_Extracted text_.

=====

Premium

From secrets to statements, and why Kibaki's budgets hit home

Finance Minister Mwai Kibaki outside Parliament Buildings in June 1973. [File, Standard]

Today is Budget Day. In the very old days, it was the day when traders would hoard their stocks in the expectation of price hikes from more taxes.

We would all be glued to our TVs waiting to hear which of our sins would be punished. In those days, the Finance Bill was pretty much a state secret. Yet, as with all secrets, some people would still have an inside track on what to expect. 

Sitting as a budget analysis “talking head” in the TV studios of one of our leading media houses, I recall a top industrialist whispering to me about impending changes to the Value Added Tax (VAT) rate before they were officially announced. And here I was, innocently scrambling to assemble the Financial Statement even as the Minister for Finance delivered his Budget Speech. That was 20 years ago.

=====

_Exercise set_.
a) In the budget article, what was the Finance Bill in those days?
b) Update the budget article text that begins at the words "Finance Minister Mwai" and stops after "from more taxes.", swapping "June" for "July".
c) Condense the budget article paragraph starting "Sitting as a budget analysis" into a shorter version that keeps its main facts.
The entries that follow have no connection to the budget article.

_Excerpted records_.

=====

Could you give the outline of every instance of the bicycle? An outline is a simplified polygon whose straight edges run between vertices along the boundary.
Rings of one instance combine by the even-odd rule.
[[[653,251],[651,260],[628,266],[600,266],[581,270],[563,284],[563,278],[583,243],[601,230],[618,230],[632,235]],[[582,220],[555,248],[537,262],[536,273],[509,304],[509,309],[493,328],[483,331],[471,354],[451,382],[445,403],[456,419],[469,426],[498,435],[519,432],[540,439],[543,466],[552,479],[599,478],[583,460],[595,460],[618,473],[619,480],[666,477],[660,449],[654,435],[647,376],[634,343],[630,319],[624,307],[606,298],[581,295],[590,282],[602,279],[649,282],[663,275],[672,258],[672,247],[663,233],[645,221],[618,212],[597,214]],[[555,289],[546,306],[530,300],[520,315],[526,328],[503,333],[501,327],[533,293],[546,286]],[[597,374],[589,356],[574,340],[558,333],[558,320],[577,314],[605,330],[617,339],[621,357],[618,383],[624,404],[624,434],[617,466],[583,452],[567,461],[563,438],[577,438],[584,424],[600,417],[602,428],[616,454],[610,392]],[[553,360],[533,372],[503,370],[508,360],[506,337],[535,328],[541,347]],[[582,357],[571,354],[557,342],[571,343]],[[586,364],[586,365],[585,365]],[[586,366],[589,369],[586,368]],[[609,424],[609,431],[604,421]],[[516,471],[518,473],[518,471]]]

=====

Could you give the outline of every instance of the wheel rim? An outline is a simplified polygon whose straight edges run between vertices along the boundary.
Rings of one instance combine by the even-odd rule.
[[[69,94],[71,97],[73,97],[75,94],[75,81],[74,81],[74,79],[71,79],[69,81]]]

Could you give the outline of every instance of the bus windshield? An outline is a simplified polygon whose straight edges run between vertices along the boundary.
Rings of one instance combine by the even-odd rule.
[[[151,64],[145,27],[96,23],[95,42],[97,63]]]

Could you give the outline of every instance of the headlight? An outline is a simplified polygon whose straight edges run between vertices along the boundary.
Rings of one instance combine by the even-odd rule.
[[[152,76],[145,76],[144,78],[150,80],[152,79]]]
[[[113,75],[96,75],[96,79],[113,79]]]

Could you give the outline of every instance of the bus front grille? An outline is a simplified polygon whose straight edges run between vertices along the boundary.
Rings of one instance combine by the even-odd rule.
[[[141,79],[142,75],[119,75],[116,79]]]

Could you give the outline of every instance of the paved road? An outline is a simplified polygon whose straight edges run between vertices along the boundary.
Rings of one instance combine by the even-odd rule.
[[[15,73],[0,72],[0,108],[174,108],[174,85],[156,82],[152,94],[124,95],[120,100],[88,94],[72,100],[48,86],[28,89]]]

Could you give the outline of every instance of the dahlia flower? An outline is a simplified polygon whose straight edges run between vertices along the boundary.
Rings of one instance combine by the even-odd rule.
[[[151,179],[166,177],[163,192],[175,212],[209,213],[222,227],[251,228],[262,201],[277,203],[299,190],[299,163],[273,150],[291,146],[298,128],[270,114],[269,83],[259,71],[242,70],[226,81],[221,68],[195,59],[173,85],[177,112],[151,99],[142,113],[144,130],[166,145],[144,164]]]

=====

_Solved problems_.
a) It was pretty much a state secret.

b)
Finance Minister Mwai Kibaki outside Parliament Buildings in July 1973. [File, Standard]

Today is Budget Day. In the very old days, it was the day when traders would hoard their stocks in the expectation of price hikes from more taxes.

c) Twenty years ago, while working as a TV budget analyst at a leading media house, the writer heard a top industrialist whisper about coming changes to the VAT rate before they were announced. Meanwhile the writer was still hurrying to assemble the Financial Statement as the Minister for Finance gave the Budget Speech.